-- start Records to process --

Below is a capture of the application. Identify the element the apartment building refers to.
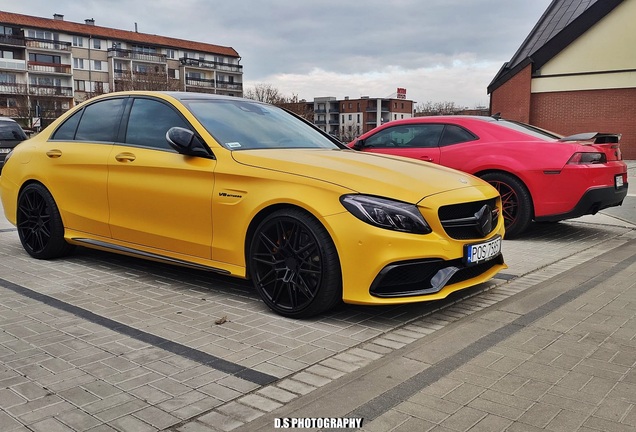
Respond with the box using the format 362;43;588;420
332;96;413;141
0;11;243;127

-- end Records to process --
-- start Records to process --

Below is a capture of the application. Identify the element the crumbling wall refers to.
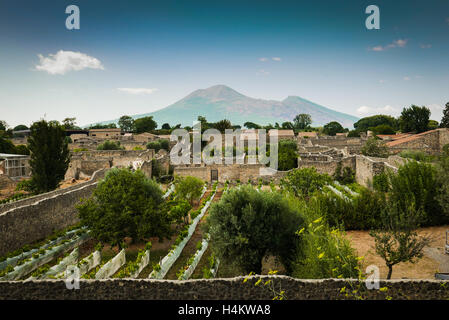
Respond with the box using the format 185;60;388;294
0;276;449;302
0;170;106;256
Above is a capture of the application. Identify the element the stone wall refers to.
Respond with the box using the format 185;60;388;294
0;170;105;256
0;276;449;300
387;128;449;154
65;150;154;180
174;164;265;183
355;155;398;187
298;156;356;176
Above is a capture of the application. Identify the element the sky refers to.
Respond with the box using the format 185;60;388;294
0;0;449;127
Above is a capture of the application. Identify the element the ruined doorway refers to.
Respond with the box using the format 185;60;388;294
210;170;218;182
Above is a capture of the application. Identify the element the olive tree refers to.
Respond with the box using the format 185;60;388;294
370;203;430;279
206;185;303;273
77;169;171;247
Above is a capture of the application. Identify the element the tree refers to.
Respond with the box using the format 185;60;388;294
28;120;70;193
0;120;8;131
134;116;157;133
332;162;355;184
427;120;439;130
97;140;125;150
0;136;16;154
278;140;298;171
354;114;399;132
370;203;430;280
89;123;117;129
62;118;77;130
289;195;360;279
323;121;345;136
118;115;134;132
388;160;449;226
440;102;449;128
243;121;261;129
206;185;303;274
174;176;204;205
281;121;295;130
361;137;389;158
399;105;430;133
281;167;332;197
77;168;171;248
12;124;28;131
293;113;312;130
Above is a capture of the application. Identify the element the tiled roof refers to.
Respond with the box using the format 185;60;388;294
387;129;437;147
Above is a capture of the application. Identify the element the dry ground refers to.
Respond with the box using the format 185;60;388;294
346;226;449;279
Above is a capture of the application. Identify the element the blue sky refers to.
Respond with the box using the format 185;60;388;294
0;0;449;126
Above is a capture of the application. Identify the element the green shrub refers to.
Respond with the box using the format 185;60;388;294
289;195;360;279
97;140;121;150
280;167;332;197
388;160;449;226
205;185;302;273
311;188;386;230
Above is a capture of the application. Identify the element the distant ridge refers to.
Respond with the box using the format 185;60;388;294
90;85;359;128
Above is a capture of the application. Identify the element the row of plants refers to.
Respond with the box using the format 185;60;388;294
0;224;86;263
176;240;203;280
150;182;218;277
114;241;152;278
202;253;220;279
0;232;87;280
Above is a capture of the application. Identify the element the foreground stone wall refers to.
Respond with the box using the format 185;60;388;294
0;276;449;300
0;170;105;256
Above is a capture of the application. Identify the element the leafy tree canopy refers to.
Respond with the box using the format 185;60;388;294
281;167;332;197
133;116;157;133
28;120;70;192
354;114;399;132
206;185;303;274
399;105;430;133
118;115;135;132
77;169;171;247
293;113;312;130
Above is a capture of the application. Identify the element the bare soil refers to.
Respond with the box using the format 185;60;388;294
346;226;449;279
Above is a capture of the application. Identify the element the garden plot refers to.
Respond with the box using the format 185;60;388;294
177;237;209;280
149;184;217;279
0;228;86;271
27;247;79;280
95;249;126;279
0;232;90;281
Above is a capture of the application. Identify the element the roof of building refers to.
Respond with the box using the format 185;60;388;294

-- end Records to process --
-- start Records to process --

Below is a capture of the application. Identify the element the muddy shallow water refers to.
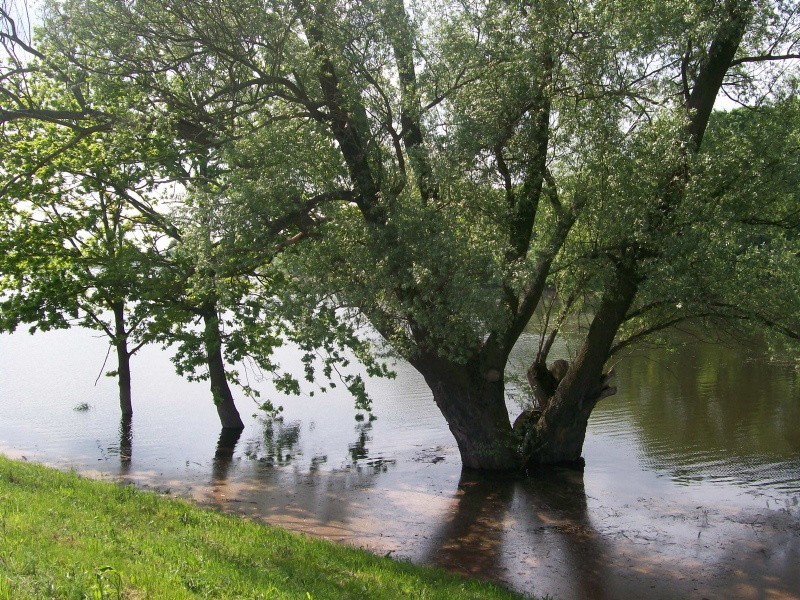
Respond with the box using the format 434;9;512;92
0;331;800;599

-- end Records to process --

Report every line from the rows above that contains the word "roof", copying each such line in full.

Above is a capture of the application. Identify the element the tiled roof refers to.
Above is a capture of the application. Identify the element the roof of building refers to.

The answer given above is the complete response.